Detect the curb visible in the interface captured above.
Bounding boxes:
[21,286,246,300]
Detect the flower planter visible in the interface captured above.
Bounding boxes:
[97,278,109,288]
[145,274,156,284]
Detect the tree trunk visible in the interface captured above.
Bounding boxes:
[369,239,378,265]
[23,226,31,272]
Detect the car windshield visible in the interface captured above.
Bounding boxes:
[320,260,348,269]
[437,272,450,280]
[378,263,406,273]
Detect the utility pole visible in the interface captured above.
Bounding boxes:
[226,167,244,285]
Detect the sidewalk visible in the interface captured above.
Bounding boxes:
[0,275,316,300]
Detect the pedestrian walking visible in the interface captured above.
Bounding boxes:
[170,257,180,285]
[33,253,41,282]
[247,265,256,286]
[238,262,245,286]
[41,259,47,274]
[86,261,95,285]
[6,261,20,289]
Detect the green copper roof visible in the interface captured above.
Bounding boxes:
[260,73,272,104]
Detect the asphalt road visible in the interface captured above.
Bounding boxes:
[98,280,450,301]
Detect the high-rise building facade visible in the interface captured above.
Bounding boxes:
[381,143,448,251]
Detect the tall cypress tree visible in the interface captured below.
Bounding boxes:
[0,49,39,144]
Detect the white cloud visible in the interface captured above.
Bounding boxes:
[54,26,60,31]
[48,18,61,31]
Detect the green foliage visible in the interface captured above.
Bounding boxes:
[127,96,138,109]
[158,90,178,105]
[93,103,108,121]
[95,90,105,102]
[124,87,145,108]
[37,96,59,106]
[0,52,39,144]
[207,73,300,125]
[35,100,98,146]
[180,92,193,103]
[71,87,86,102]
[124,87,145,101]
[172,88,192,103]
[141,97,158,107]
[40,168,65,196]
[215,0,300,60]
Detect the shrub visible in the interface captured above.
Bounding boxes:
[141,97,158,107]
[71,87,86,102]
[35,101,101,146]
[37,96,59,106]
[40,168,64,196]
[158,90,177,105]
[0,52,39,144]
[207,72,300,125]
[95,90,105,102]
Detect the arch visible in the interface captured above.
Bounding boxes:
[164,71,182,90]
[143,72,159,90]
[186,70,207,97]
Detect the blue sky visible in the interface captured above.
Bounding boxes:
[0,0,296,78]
———
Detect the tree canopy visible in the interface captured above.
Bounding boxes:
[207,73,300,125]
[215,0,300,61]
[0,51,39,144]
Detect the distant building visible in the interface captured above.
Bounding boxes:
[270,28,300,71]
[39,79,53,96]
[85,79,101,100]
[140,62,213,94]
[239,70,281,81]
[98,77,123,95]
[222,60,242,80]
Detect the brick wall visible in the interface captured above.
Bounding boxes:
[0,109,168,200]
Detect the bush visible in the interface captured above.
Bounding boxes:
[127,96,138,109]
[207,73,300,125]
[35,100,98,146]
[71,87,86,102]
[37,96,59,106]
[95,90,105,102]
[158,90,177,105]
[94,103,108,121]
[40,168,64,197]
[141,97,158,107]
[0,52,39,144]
———
Aim of the exercise: Format the lines starting at the one containing "Detect the tall" and ending at the one containing "[215,0,300,60]" as a JSON array of strings, with one string per line and blank lines omitted.

Task result:
[
  "Detect the tall cypress tree visible in the interface captured below.",
  "Bounding boxes:",
  "[0,49,39,144]",
  "Detect the white cloud visible in the interface captured above.",
  "Bounding boxes:",
  "[54,26,60,31]",
  "[48,18,61,31]",
  "Detect the green foliage visible in the interface captured above.",
  "Bounding boxes:",
  "[127,96,138,109]",
  "[158,90,178,105]",
  "[93,103,108,121]",
  "[95,90,105,102]",
  "[124,87,145,108]",
  "[37,96,59,106]",
  "[0,52,39,144]",
  "[207,73,300,125]",
  "[35,100,98,146]",
  "[180,92,193,103]",
  "[71,87,86,102]",
  "[124,87,145,101]",
  "[172,88,192,103]",
  "[141,97,158,107]",
  "[40,168,65,196]",
  "[215,0,300,60]"
]